# PROVIDED ENTRIES
BEGIN

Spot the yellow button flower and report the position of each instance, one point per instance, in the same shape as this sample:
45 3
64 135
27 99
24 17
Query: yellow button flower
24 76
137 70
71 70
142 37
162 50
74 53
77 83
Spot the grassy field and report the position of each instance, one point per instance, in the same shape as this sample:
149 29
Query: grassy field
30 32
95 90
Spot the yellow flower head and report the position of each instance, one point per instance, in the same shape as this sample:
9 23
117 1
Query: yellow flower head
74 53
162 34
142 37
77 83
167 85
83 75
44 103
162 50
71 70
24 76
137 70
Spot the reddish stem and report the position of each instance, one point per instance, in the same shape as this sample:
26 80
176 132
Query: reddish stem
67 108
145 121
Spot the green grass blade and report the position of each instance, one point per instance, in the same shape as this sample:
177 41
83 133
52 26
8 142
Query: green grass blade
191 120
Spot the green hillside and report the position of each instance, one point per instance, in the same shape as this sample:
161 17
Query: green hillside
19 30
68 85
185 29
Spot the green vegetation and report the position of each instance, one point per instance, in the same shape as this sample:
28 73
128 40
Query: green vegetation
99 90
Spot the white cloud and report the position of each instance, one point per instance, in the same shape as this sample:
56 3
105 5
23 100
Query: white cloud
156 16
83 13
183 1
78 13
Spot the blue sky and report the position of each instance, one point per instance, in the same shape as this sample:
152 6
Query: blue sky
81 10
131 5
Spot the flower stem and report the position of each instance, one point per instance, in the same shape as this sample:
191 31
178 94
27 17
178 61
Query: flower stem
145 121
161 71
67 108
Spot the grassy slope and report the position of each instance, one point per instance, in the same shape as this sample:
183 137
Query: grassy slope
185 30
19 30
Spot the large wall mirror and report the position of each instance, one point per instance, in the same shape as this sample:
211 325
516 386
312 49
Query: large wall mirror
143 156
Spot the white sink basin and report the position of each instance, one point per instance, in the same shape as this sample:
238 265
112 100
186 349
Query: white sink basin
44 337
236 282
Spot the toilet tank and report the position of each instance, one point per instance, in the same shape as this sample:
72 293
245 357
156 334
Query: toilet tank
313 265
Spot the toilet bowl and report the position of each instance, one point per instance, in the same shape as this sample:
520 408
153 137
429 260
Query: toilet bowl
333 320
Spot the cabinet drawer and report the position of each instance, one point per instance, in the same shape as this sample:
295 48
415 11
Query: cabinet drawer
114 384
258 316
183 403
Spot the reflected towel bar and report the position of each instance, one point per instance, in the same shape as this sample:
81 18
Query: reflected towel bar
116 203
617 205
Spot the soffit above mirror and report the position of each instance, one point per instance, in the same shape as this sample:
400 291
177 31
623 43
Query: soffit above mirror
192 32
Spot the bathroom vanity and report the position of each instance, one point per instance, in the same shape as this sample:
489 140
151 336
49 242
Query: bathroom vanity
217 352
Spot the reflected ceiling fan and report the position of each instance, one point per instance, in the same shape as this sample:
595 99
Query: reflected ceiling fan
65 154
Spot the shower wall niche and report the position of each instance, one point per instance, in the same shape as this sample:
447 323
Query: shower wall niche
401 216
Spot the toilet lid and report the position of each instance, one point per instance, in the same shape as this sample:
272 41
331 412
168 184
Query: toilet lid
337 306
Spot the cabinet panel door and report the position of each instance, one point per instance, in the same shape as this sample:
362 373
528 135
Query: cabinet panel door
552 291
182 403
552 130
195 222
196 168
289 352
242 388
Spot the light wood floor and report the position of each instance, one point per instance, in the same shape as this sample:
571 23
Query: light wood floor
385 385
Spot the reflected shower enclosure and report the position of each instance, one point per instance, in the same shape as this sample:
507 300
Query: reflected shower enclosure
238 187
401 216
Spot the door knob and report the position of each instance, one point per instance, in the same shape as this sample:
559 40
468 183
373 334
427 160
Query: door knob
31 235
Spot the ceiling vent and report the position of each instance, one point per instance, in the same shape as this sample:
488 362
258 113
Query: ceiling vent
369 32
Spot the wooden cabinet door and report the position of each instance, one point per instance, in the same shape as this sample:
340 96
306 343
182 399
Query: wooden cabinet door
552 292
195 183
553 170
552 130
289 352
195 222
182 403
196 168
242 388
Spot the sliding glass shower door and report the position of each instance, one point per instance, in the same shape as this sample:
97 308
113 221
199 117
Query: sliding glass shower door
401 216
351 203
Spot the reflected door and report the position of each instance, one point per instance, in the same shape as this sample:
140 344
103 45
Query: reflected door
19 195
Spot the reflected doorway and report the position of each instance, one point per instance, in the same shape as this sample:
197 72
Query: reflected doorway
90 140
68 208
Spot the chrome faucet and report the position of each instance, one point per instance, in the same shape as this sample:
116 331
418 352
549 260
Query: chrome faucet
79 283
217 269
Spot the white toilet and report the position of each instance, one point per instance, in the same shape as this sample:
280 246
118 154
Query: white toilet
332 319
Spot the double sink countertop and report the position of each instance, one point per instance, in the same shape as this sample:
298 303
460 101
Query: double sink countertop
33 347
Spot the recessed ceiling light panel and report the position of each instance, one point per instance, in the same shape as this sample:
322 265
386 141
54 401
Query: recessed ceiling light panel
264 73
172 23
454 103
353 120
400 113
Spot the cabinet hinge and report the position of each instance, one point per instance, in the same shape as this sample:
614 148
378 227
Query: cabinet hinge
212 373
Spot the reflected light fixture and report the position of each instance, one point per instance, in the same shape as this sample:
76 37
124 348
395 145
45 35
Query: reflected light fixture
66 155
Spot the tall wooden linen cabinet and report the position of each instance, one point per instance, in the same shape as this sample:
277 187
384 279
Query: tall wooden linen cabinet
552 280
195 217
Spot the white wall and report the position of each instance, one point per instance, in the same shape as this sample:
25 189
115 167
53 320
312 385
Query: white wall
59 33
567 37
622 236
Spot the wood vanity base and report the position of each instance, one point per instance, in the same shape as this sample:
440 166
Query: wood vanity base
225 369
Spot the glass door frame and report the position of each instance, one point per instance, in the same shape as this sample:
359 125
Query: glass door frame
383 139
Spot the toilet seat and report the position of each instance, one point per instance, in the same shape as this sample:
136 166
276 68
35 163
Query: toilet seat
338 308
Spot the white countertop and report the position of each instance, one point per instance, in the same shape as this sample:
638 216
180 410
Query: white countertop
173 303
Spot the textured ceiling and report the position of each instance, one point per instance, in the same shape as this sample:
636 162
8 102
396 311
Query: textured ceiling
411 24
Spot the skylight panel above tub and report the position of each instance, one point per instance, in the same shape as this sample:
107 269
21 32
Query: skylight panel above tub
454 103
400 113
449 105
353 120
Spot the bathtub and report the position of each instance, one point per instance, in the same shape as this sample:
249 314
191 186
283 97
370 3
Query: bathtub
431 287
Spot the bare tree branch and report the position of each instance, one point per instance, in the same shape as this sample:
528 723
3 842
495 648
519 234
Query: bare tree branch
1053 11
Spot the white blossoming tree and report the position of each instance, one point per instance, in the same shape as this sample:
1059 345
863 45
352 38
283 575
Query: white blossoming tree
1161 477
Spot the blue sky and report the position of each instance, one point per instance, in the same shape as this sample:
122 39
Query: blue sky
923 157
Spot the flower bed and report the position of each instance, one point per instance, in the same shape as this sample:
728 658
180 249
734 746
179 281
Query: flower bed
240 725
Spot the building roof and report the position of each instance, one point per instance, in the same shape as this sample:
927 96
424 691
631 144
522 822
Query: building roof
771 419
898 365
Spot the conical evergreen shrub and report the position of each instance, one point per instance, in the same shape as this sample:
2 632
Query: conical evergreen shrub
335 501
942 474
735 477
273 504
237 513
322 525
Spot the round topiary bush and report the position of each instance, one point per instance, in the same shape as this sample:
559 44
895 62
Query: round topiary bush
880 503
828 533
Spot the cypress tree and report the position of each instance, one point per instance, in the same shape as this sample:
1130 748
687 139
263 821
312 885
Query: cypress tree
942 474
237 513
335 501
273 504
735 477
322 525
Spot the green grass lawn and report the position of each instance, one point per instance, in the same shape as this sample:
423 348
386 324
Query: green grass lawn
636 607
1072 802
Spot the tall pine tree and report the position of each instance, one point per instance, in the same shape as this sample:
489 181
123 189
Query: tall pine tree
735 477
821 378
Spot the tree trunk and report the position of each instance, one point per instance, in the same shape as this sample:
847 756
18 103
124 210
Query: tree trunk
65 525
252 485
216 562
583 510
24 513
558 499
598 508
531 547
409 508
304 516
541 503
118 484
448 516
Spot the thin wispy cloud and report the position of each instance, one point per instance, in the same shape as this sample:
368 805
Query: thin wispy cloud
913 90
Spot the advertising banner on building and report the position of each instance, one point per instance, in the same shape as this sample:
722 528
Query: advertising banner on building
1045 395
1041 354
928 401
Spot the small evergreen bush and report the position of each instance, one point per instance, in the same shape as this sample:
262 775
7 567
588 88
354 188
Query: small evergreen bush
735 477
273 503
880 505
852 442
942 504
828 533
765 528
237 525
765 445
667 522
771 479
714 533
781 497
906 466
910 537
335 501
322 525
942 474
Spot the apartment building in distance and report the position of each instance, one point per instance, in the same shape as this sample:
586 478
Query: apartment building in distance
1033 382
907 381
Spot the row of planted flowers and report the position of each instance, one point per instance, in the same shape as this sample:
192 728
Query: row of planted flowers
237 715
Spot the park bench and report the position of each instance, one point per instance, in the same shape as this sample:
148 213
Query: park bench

END

# WORK TO COMPLETE
Only lines with the word "bench" are wanted. Find and copy them from the records above.

# OUTPUT FOR THIS EXERCISE
Spot the park bench and report the position of each instance, one point per instance, in the same shape as this sample:
Query: park bench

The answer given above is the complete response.